--- START OF DATA LISTING ---

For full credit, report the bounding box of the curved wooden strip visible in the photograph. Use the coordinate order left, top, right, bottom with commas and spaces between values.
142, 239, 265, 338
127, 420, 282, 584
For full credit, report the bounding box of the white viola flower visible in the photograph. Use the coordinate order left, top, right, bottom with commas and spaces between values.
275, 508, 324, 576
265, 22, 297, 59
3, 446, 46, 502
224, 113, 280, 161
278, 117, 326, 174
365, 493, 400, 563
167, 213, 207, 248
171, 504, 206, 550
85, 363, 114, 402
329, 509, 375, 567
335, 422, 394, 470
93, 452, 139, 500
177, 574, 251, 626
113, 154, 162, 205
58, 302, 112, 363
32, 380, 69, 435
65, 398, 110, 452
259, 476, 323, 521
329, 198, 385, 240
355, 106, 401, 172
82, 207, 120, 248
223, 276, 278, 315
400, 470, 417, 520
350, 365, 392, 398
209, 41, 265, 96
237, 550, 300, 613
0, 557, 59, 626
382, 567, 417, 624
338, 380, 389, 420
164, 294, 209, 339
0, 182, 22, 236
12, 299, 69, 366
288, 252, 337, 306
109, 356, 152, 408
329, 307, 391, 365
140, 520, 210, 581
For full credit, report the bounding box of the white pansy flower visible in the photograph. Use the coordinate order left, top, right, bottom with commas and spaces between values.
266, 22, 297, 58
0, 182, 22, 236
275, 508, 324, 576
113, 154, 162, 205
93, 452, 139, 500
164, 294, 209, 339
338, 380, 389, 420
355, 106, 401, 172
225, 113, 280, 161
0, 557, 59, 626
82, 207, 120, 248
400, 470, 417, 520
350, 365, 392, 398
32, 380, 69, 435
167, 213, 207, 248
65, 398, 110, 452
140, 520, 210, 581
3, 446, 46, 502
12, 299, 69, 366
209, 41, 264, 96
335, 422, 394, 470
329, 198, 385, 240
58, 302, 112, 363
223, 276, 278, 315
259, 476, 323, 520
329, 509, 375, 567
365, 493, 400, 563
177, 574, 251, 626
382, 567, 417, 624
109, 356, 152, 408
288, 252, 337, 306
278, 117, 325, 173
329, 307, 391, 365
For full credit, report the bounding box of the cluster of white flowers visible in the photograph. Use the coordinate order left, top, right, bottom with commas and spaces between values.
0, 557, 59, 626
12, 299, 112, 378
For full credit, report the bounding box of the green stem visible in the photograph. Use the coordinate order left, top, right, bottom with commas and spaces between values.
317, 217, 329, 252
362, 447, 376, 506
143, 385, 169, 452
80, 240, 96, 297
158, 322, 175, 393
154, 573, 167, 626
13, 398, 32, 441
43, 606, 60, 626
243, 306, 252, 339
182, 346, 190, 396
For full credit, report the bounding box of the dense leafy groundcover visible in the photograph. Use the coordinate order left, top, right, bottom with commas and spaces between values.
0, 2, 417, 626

--- END OF DATA LISTING ---

__SET EXERCISE__.
Edit the data from the line containing "For full credit, report the bounding box of the cluster" through the end of the data, both ends included, by replacing "green stem" with "flower stalk" and leaving everything else unchanged. Give back only those lines.

__ANSWER TO THE TASK__.
For full credit, report the bounding box of the cluster of white flowers visible in the photograph. Use the coordinate order left, top, right, bottom with commas and spaces between values.
0, 557, 59, 626
12, 299, 112, 378
For full credit, report the bounding box of the flower stalk visible in the photograph. Use the coordinate order left, top, right, bottom with commas and spaces between values.
317, 217, 329, 252
362, 447, 376, 506
143, 385, 169, 452
80, 240, 96, 297
158, 322, 175, 393
154, 573, 167, 626
13, 398, 32, 441
43, 606, 60, 626
243, 306, 252, 339
182, 346, 190, 396
For full credit, report the bounding box of the dense leafy groundcover visible in the photograph. Use the coordinate order left, top, right, bottom with commas and spaces between values.
0, 2, 417, 626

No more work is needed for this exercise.